*TASK DETAILS:* Everything from the line containing "[tag] dense cityscape: a pin per instance" through the final line of the records must be transcribed verbatim; nothing else belongs in the result.

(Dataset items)
• • • • • • •

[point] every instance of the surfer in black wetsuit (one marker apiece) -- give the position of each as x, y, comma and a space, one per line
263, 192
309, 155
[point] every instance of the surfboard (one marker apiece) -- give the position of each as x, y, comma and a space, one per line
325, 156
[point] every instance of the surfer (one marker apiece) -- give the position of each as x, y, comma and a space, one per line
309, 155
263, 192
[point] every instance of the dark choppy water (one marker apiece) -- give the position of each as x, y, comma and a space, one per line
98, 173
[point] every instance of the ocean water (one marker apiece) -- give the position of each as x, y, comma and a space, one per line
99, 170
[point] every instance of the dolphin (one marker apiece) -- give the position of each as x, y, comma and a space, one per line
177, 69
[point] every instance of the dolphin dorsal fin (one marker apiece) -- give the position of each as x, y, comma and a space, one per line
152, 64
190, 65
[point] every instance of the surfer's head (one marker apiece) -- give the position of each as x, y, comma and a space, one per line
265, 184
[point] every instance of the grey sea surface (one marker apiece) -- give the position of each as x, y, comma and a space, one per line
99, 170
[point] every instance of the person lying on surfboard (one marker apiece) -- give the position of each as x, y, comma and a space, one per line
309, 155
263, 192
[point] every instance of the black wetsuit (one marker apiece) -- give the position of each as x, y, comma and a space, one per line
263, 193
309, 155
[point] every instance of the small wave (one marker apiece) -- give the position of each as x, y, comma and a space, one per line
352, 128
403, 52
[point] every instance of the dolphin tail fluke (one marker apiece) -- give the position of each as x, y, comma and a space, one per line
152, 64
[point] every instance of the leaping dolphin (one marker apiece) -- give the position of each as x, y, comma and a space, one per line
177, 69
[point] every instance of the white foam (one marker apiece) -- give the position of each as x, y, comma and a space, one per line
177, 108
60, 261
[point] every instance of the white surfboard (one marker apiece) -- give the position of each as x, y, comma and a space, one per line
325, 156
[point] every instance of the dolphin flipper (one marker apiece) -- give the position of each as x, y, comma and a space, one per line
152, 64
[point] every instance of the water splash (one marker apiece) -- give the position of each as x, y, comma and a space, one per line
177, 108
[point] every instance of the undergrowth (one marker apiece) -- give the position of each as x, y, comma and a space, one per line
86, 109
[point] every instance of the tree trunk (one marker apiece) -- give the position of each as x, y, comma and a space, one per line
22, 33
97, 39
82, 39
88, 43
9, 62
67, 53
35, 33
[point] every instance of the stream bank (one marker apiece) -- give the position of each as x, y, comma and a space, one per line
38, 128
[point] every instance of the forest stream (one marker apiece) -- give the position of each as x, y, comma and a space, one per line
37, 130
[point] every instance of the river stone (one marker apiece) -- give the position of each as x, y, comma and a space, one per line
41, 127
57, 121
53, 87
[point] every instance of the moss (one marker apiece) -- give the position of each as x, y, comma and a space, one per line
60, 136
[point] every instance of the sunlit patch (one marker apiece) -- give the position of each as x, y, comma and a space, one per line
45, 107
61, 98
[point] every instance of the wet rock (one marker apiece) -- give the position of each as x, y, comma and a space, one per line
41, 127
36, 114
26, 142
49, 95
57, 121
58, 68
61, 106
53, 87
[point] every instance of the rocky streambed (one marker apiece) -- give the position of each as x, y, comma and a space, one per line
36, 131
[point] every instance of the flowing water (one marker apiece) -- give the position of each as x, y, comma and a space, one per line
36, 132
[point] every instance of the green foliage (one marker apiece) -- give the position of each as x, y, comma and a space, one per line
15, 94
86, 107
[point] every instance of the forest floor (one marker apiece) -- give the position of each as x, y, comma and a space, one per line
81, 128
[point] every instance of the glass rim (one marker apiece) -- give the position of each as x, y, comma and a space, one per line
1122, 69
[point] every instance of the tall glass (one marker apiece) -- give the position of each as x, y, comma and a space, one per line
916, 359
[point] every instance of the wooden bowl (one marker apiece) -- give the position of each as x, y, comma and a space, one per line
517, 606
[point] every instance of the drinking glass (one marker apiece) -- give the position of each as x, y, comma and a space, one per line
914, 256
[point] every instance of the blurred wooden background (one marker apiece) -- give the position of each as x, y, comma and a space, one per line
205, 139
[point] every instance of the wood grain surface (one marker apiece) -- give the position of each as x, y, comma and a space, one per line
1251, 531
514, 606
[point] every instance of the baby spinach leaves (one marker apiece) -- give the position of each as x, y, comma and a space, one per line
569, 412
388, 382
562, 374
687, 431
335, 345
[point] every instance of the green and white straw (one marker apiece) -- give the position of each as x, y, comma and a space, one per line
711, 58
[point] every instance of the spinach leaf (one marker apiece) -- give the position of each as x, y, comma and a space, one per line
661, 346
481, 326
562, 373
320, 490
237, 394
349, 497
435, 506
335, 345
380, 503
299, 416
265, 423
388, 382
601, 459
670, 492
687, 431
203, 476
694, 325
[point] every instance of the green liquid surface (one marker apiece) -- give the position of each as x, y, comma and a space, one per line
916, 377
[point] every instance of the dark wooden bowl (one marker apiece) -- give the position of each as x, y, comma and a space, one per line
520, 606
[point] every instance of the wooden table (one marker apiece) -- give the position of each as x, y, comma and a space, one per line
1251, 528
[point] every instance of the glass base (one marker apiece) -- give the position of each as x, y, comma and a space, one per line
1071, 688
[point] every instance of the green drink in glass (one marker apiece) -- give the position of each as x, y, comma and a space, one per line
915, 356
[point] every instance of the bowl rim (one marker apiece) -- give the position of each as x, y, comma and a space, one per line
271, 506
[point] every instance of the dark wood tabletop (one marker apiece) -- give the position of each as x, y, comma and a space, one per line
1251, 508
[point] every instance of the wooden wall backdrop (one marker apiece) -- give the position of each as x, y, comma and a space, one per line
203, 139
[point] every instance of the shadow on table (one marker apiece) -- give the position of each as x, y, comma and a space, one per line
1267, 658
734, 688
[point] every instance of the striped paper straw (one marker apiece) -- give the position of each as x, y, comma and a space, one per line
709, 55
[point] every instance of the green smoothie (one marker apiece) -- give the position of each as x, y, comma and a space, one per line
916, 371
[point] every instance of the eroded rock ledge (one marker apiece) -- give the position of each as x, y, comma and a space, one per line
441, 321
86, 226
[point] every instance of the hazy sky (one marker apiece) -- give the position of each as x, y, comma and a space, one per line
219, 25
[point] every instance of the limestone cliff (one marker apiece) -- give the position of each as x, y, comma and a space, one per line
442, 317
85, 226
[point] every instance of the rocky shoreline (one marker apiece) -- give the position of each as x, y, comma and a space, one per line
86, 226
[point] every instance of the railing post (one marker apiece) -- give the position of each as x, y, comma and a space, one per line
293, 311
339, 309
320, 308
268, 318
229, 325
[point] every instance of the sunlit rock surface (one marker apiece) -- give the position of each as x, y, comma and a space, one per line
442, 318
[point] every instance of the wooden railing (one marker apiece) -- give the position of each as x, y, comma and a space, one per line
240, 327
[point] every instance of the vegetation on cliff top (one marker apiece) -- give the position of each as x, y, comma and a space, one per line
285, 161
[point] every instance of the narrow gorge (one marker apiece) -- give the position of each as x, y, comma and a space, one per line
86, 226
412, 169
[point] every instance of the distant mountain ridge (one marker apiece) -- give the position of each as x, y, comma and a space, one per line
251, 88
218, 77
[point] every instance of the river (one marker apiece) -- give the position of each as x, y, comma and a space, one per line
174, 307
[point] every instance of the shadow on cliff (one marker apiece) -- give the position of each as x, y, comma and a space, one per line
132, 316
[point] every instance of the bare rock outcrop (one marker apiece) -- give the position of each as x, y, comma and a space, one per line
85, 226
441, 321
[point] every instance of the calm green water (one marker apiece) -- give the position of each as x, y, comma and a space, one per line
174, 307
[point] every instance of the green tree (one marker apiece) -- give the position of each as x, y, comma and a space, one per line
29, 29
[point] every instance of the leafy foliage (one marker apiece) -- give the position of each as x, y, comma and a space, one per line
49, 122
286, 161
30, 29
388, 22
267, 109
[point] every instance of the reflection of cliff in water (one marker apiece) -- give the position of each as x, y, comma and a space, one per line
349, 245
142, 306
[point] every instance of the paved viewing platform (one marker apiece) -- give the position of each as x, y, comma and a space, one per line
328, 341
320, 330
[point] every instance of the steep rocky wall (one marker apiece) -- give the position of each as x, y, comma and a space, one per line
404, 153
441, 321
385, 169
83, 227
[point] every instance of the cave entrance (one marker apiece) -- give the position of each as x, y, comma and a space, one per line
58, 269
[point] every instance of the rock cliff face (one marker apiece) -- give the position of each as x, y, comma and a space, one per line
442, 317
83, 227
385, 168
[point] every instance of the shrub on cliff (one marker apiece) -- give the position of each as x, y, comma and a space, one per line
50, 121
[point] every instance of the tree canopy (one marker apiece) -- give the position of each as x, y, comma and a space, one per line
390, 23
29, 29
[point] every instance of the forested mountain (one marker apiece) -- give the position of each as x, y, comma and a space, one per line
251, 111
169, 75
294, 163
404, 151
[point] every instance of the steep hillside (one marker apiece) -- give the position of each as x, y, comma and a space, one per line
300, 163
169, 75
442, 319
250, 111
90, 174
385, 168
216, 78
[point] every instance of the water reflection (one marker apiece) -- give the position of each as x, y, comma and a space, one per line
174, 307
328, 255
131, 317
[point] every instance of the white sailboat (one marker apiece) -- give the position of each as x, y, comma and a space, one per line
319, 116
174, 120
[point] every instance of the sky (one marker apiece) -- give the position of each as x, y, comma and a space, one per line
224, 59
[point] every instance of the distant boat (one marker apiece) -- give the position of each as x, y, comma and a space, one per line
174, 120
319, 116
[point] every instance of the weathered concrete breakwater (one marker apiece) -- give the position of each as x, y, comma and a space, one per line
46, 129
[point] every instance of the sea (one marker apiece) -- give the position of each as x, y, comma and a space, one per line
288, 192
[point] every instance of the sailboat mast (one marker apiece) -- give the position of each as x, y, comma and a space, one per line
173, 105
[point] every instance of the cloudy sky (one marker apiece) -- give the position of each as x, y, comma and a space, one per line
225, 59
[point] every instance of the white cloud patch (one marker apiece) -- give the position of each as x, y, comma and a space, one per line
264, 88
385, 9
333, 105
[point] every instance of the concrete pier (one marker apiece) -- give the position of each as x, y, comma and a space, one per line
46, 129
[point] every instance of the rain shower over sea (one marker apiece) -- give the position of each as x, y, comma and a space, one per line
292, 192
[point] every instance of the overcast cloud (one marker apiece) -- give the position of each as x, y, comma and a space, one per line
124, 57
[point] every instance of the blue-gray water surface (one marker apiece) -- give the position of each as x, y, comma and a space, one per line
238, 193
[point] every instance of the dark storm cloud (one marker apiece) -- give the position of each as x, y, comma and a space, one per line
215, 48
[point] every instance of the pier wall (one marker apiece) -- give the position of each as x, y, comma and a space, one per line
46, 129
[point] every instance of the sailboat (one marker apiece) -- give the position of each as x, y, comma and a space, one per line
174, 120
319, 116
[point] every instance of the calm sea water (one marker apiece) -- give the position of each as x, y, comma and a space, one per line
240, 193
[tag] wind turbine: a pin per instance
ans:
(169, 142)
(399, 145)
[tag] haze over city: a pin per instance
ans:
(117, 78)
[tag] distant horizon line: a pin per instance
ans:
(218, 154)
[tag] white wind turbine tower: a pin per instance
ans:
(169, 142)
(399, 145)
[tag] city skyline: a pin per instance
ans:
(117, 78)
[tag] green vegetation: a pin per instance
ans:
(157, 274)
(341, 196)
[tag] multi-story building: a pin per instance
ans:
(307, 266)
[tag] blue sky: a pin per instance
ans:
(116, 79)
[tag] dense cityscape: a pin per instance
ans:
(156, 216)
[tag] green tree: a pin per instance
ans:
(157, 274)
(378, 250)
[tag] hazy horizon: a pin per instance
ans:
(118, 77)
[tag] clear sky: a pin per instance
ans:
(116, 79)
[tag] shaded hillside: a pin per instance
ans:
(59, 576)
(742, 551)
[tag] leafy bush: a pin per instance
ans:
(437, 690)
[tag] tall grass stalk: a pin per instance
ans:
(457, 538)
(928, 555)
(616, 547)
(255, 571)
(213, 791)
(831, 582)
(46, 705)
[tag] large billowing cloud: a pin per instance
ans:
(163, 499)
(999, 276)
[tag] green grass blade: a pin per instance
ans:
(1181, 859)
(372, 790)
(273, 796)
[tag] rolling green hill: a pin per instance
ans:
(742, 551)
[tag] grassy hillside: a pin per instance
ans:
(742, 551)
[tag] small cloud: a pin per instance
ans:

• • • • • • •

*THE RESPONSE:*
[tag] dense cityscape: a pin per instance
ans:
(156, 216)
[tag] green tree: a pin per instance
ans:
(157, 274)
(378, 250)
[tag] hazy horizon: a pin per instance
ans:
(118, 77)
[tag] clear sky: a pin per instance
ans:
(116, 79)
[tag] shaded hillside: a pin per instance
ans:
(59, 576)
(742, 551)
[tag] leafy bush: a pin per instance
ans:
(437, 690)
[tag] tall grass stalk: a pin per instance
ans:
(457, 538)
(928, 555)
(616, 547)
(255, 571)
(213, 791)
(831, 582)
(46, 705)
[tag] large billowing cloud: a pin per instance
ans:
(163, 499)
(999, 276)
[tag] green grass blade: a pin per instance
ans:
(1181, 859)
(372, 790)
(273, 796)
[tag] rolling green hill: a pin per instance
ans:
(742, 551)
[tag] grassy hillside: a pin per instance
ans:
(742, 551)
[tag] small cloud: a pin per instance
ans:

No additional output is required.